== Extracted text ==
^^^^^^^^^^^^^^^^

More recently (late 1980s and 1990s), the potential ecological importance of viruses has been recognized, particularly as a mechanism for affecting species composition of microbial assemblages. Also, there is a growing realization among aquatic microbiologists of the importance of mixed nutrition (mixotrophy) among microbial species, either within a single microorganism (e.g. phototrophic and heterotrophic) or two or more species functioning in concert (symbioses and other microbial consortia). Viral mortality and mixed nutrition are not new discoveries, but only recently has the ecological significance of these behaviors for marine microbial communities been addressed.

Accepting that microbial food webs are ubiquitous in the environment, and that individual microbes might be very numerous, attention shifted to the identities and activities of these microorganisms. What proportion are autotrophic, heterotrophic, or obligate/facultative copiotrophic/oligotrophic? Because culture methods apparently had failed to detect many prokaryotes in the first place, culture-based characterizations gave way to clever radiotracer/incubation/manipulative experimental techniques. These methods provided (and continue to provide) useful information concerning specific physiological processes, but they failed to identify the organisms responsible for these activities. Immunological methods, very specific but limited to culturable types, began to provide information on the distribution and abundance of individual members of autotrophic and heterotrophic members of picoplankton communities. In most studies, however, the individual target strains comprised a small to insignificant fraction of the total community.

Beginning in the mid 1980s, the rRNA revolution in marine bacteriology began. Using universally conserved rRNA sequences as tools to identify and then to pluck out sequences from both cultured organisms and from bulk DNA extracted from environmental samples, marine microbial ecologists began to contribute to the growing rRNA sequence database and to use that database to study marine microbes. While most of these studies have not been quantitative (we have little information on the relative abundance of different types), it became clear that a very large number of different rRNA sequences were represented by organisms in the environment. Extrapolating from culture collections of bacteria, it was possible to discern evolutionary relationships among organisms which had never been cultured.

The ability to pluck genes out of the environment made it possible to return to the environment and assay those genes and their evolutionary relatives, all without culturing the organisms. However, most of these sequence and relationship data were based on ribosomal sequences; only with often unacceptably unconstrained speculation could these relationships be extrapolated to infer what kinds of activities the organisms who possessed the ribosomes might be engaged in in the environment. By skipping the organismal step, we also missed any opportunity to learn about the ecology or physiology of the microbes we studied. Recently, similar methods have begun to be applied to the study of genes directly involved in transformations of biogeochemical significance in the ocean, and thus to make the connection between the processes and the organisms responsible for them.

^^^^^^^^^^^^^^^^

== Exercise requirements ==
Reproduce word for word the part of the passage on marine microbial ecology that opens with the words containing "More recently (late" and closes with "communities been addressed.". The records play no part in this exercise.

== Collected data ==
^^^^^^^^^^^^^^^^

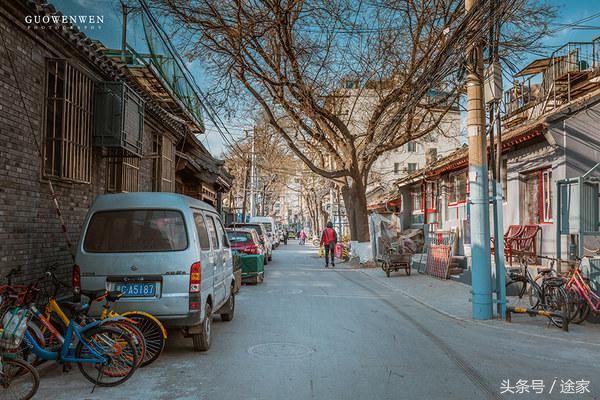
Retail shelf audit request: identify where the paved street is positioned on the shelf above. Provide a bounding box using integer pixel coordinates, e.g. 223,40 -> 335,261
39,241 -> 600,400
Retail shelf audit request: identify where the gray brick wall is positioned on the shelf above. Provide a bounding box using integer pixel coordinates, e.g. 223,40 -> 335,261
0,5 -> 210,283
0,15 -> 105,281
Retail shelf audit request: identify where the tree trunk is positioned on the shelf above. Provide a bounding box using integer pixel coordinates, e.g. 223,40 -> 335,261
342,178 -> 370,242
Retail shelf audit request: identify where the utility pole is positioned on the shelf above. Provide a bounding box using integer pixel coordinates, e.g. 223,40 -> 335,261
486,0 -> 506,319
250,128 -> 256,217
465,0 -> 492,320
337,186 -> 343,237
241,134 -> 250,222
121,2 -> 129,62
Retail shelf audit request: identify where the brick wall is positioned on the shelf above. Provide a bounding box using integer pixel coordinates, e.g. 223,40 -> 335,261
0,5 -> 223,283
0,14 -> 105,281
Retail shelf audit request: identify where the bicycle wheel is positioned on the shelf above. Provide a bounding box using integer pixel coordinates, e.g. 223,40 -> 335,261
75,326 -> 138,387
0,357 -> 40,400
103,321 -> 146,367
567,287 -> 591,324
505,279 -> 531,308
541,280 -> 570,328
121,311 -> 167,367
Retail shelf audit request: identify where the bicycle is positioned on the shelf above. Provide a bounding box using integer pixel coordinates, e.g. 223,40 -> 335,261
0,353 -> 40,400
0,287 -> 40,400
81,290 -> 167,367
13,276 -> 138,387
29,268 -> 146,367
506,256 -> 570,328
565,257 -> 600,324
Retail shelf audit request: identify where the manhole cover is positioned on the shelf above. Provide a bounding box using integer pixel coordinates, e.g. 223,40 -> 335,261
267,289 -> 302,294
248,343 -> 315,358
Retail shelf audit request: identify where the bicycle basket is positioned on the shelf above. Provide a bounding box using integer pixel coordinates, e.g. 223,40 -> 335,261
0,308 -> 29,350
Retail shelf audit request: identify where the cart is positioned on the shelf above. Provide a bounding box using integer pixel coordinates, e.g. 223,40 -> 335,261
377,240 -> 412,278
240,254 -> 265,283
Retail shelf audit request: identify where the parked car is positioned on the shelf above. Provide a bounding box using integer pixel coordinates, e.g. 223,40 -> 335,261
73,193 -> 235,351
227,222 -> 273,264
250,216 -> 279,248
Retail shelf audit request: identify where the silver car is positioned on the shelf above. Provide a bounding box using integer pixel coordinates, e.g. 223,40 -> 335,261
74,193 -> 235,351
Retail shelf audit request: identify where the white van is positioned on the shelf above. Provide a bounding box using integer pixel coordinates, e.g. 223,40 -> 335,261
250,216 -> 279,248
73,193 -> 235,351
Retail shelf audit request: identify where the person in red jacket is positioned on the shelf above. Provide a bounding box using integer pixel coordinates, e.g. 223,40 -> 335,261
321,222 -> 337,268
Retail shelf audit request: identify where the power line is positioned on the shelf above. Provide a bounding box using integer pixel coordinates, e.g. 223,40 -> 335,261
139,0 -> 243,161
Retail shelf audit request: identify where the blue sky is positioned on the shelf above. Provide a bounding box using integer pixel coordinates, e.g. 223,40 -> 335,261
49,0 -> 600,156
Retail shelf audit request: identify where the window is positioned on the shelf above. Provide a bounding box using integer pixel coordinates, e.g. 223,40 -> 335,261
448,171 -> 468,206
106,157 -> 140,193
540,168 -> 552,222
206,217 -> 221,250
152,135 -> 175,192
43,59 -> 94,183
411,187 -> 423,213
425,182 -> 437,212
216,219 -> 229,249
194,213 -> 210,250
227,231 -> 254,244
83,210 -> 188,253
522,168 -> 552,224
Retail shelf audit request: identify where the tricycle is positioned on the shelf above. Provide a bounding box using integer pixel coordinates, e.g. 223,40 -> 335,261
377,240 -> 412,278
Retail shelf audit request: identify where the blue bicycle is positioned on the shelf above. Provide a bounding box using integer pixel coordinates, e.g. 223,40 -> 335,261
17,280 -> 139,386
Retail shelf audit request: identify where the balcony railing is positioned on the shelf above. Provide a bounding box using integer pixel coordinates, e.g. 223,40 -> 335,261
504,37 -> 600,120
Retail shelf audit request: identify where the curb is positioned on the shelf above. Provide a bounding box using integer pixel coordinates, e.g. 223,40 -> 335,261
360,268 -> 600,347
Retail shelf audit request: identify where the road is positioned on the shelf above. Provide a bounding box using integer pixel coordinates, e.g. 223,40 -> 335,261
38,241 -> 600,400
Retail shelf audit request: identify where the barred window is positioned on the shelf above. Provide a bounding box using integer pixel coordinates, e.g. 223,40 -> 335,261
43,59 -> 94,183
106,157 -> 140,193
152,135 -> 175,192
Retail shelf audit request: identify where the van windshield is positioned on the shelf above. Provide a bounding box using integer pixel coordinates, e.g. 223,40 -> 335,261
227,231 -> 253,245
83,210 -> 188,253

^^^^^^^^^^^^^^^^

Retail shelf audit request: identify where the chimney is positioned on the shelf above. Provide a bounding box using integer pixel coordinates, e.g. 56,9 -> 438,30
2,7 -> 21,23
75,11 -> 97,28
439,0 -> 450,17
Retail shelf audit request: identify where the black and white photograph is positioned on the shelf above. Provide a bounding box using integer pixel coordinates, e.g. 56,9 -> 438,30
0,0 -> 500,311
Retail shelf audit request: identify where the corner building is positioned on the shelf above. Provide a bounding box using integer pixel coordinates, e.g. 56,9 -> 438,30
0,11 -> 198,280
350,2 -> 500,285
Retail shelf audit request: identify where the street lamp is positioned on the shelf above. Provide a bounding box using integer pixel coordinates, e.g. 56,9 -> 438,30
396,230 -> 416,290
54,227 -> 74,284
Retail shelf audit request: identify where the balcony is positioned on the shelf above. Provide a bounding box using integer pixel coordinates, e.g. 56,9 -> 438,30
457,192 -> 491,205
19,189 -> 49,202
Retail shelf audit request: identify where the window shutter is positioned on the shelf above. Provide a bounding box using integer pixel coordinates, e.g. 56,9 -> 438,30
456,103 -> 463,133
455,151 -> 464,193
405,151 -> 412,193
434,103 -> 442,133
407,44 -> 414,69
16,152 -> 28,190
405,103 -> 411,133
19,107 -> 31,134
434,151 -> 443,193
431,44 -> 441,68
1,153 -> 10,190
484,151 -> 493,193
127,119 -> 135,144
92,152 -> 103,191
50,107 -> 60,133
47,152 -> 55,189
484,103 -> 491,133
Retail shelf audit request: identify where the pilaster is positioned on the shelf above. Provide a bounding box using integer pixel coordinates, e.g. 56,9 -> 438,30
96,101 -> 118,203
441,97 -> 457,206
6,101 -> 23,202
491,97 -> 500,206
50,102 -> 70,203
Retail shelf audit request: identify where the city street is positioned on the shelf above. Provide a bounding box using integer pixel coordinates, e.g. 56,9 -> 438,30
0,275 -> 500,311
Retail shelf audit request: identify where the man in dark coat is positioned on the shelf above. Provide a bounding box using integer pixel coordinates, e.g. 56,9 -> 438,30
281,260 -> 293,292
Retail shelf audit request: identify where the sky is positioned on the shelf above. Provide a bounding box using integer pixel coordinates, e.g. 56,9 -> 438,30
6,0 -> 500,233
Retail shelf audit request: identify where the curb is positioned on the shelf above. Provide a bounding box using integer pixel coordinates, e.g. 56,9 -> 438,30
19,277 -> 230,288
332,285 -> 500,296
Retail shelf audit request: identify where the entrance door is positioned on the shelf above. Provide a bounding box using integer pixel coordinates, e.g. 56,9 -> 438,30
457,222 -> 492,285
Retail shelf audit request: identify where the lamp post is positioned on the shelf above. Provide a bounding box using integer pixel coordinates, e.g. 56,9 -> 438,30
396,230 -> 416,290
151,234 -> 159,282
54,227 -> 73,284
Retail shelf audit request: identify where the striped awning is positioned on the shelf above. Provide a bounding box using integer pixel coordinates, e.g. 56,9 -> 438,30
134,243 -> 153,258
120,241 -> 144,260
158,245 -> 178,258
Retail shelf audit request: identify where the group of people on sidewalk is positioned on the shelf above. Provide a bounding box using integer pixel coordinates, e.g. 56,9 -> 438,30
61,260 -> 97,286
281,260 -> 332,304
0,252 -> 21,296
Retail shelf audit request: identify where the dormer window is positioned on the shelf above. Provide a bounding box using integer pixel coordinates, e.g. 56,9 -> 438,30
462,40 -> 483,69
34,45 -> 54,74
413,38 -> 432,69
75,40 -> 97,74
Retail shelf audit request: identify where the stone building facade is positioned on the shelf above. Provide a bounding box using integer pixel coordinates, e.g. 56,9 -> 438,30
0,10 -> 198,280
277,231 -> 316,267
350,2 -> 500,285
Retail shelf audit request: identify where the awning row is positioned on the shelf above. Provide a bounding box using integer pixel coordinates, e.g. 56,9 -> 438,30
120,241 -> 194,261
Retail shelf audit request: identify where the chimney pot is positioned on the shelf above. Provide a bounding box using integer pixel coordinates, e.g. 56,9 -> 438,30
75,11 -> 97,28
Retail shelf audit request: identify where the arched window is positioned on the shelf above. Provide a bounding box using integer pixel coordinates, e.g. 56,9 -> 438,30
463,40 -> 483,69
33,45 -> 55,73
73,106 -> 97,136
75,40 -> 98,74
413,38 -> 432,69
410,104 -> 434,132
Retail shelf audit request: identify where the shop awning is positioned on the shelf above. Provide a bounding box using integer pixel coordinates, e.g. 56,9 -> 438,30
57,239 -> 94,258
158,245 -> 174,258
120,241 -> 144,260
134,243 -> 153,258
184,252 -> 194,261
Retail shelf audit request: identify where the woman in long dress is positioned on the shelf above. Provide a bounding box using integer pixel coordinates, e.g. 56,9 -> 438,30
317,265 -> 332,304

^^^^^^^^^^^^^^^^

== Response area ==
More recently (late 1980s and 1990s), the potential ecological importance of viruses has been recognized, particularly as a mechanism for affecting species composition of microbial assemblages. Also, there is a growing realization among aquatic microbiologists of the importance of mixed nutrition (mixotrophy) among microbial species, either within a single microorganism (e.g. phototrophic and heterotrophic) or two or more species functioning in concert (symbioses and other microbial consortia). Viral mortality and mixed nutrition are not new discoveries, but only recently has the ecological significance of these behaviors for marine microbial communities been addressed.